# EXERCISE GOAL:
Could you quote, exactly as they stand, the lines running from the one with "Put a dot on the small" to the final line of the material?

# INPUT FOR THIS TASK:
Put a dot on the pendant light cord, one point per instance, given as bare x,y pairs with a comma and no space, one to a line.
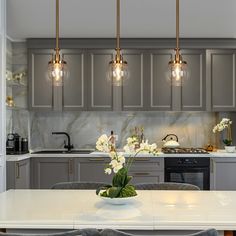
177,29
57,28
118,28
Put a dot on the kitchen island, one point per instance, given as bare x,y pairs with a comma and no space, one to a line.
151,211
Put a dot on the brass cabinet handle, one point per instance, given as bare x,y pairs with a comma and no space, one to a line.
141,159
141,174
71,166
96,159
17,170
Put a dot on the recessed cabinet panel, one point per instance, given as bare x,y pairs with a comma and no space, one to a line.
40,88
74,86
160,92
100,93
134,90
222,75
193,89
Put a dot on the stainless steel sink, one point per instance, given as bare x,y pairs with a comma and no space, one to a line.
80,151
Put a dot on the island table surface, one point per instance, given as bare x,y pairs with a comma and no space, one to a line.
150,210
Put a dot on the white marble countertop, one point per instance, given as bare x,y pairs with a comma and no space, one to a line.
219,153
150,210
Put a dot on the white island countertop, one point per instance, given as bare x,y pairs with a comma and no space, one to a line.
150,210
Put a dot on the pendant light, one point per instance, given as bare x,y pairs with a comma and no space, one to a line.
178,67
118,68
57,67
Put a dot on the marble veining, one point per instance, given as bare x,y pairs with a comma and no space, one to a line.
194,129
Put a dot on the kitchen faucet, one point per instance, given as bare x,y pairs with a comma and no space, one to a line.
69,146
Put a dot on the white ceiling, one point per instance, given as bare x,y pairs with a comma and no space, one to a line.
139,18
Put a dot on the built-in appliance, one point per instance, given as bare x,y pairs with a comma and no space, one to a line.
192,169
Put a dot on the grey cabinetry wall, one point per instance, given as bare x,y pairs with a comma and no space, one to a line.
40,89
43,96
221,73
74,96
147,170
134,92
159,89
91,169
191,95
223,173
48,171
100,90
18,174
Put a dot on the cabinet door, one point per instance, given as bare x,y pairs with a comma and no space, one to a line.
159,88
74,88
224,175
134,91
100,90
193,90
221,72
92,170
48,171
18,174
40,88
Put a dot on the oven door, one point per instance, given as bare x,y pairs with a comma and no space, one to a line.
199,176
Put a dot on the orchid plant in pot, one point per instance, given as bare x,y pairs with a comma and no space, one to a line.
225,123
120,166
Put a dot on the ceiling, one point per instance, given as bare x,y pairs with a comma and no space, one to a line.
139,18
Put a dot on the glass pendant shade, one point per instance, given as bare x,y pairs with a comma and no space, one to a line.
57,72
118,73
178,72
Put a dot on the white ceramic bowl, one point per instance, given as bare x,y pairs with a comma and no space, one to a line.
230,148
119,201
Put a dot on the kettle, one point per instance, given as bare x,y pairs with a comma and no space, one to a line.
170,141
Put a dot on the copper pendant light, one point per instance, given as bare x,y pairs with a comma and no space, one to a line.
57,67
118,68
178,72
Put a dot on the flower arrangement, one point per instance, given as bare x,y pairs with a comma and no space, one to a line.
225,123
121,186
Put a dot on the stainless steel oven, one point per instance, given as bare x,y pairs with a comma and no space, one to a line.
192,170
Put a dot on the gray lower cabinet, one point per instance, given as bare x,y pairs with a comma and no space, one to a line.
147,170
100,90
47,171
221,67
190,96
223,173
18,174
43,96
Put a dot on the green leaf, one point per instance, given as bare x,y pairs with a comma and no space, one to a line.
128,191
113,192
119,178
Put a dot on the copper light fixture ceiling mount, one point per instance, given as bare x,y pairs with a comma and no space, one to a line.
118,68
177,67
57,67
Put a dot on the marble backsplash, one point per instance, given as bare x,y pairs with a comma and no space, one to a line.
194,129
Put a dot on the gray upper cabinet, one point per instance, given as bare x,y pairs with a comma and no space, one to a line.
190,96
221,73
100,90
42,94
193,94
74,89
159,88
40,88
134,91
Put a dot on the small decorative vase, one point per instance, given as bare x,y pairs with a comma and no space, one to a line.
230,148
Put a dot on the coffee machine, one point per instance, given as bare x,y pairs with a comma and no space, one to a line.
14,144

# ANSWER SECTION:
Put a dot on the small decorative vase, one point per instance, given as bare x,y pairs with a comma and no space, one to a line.
230,148
Put a dot on the coffee machine, one point per instance, given as bare x,y pairs with a comma and no space, one to a line.
14,144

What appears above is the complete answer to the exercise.